The International Cooperation Administration (ICA) was established by the U.S. State Department Delegation of Authority 85, from June 30, 1955, pursuant to EO 10610, May 9, 1955. Its predecessor was the Foreign Operations Administration (FOA) founded in 1953. Both organizations coordinated foreign assistance operations and conducted all nonmilitary security programs for the United States. On September 4, 1961, the ICA was abolished by act of Congress (75 Stat. 446) and all functions were transferred to U.S. Agency for International Development.

The ICA consisted of several departments or agencies organized by region. They included the Institute of Inter-American Affairs.

==Directors==
A list of directors is below.

| Name | Start | End | President |  |
| John Hollister | July 1, 1955 | September 13, 1957 |  | Dwight Eisenhower (1953–1961) |
| James Smith | October 8, 1957 | January 31, 1959 |
| James Riddleberger | March 9, 1959 | February 22, 1961 |
|  | John F. Kennedy (1961–1963) |
| Henry Labouisse | February 22, 1961 | September 4, 1961 |

== Historical records ==

Historical records from the Office of Participant Training, including those pertaining to the organization of third-country training in Europe (1951–1961) still exist, as do US Mission to NATO and European Regional Organizations (USRO) reports of third-country training in Europe (1956–q960).

Examples of surviving film reports include "Report to the American People on Technical Cooperation" (1955), showing U.S. assistance to Afghanistan, Ecuador, Ethiopia, India, Indochina, Indonesia, Libya, Paraguay, Sudan, and Thailand, and "Strength for Peace" (1955), describing U.S. military assistance programs and cooperation with the North Atlantic Treaty Organization, Southeast Treaty Organization and Rio Pact countries.

# # # #

» Problem statement
According to the text on the International Cooperation Administration, to which agency were all of the ICA's functions transferred when Congress abolished it?

» Information shown
# # # #

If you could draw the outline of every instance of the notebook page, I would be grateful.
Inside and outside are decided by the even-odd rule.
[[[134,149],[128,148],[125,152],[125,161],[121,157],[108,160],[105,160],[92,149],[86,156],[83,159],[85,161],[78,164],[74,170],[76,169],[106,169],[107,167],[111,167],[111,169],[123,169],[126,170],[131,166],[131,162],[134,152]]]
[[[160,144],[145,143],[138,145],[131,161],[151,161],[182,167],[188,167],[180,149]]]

# # # #

» Output for this task
The U.S. Agency for International Development.